EXCERPT TO READ:
Fix CHIPS and Science, or Else

The CHIPS and Science Act is bad law. It’s not all bad—more research spending is welcome and decent industrial policy is possible if it is properly focused. But the chips part isn’t focused and the science part leaves the door wide open to Chinese acquisition of US technological breakthroughs. If competing with China is truly a top national priority, the act must be improved, either in implementation or by revision in 2023.

Start with chips. Good law can be ruined in implementation, sometimes intentionally, and a dubious bill can be helped. President Joe Biden said he would personally ensure that larger grants to semiconductor companies are justified. This is encouraging, since the act says little about what our goals are. How advanced should chip plants be? Crucially, are we only subsidizing final manufacturing or the full supply chain?

If the act is enforced, firms receiving subsidies can’t expand manufacturing capacity for average and advanced technology semiconductors in China. But they can freely make improvements to the supply chain there. Beijing has made clear the chip chain is a priority. The results could be frighteningly similar to pharmaceuticals, where finished products are made everywhere but the world depends on Chinese chemical inputs.

In this regard, the act fails miserably. Politicians and CEOs endlessly talk up factories. Where will they get materials and equipment? Where will chips be assembled, tested, and packaged? There is no requirement or even guidance that subsidies ensure reliable supply chains—the word “or” dominates how money can be spent. Will our stab at industrial policy lead to shiny new fabs dependent on China’s shiny new supply chain?

Everything could work out. That currently depends on the executive going beyond the act to make the right allocation decisions—less money for manufacturers and more for the broader ecosystem. Early returns are discouraging—yesterday’s guidance from the Department of Commerce all but ignores the supply chain. And not only did chip-makers take every opportunity to press for subsidies, Commerce handed them a megaphone to do so.

PROMPT A: In the commentary on the CHIPS and Science Act, explain why the author finds it encouraging that President Joe Biden said he would personally ensure that larger grants to semiconductor companies are justified.
PROMPT B: Carry on the commentary on the CHIPS and Science Act, starting after its final sentence.

DATA FOR ANALYSIS:
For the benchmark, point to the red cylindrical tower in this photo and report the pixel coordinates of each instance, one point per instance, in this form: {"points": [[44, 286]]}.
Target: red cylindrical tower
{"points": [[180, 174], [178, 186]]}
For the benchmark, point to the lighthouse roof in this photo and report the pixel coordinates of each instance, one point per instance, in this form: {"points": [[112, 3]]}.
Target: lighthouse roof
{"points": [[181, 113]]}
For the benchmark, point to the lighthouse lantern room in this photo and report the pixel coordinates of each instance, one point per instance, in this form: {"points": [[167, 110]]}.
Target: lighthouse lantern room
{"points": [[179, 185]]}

EXERCISE ANSWER A: The author finds it encouraging because the act says little about what its goals are. It leaves open questions such as how advanced chip plants should be and whether only final manufacturing or the full supply chain is being subsidized.

EXERCISE ANSWER B:
Months of cheerleading for chip-makers make it hard to imagine Secretary Raimondo standing tough when companies inevitably say Beijing offers larger subsidies and they will downsize in the US if they don’t get more money. Or perhaps the threat will be to downsize here if Commerce finds their activities in China go beyond acceptable chip investment there. Expect to hear this starting in 2025.

Elevation of private over public interest is the chief industrial policy risk and Congress failed to be clear about what it wants for semiconductors, making it all too easy to ignore the public interest. The many members touting spending taxpayers’ money on semiconductors are now responsible for strict oversight.

The science side of the act avoids this problem because, at least prior to implementation, it’s not industrial policy. Supporting basic research is a core government function and doesn’t involve picking winners. Still, a number of agencies will be involved, which itself calls for an active congressional role.

With regard to competing with China, the text of the legislation is a very poor start. Research security provisions to prevent illicit acquisition of technology were present in the initial Senate bill, dropped by the House, and an attempt to restore them in the final bill was rejected. The reasons appear to be lobbying by universities and bizarre accusations of discrimination.

The universities’ motive is obvious. Just like companies, universities want handouts to do with as they please. Those suspicious of few-strings-attached chip subsidies to corporations are right and those suspicious of few-strings-attached research subsidies to universities are right; the mystery is why they didn’t unite to protect the taxpayer and national interest.

Universities add another element where much of the academic community remains willfully blind concerning the situation of their Chinese counterparts, pretending as if civil-military fusion doesn’t matter and Chinese researchers have a choice if approached by the Ministry of State Security. This ties to the bizarre accusations.

“We fear that it will be another way that the government will be able to target Chinese nationals.” Denying Chinese nationals access to federally-funded technology research constitutes “targeting”? Would denying Soviet nationals access in the 1970s or Iranian nationals now also qualify? The US should pretend that citizens of dictatorships are reliable with regard to advanced technology?

Even with ideal restrictions it would be difficult to prevent subsidized research from assisting Chinese technological progress. For the moment, there is a 100 percent chance the research will help China commercially, militarily, or in internal repression. When that happens, there should be serious consequences for enablers. But a far better path has the executive branch implementing better law than it received, or Congress fixing its mistakes.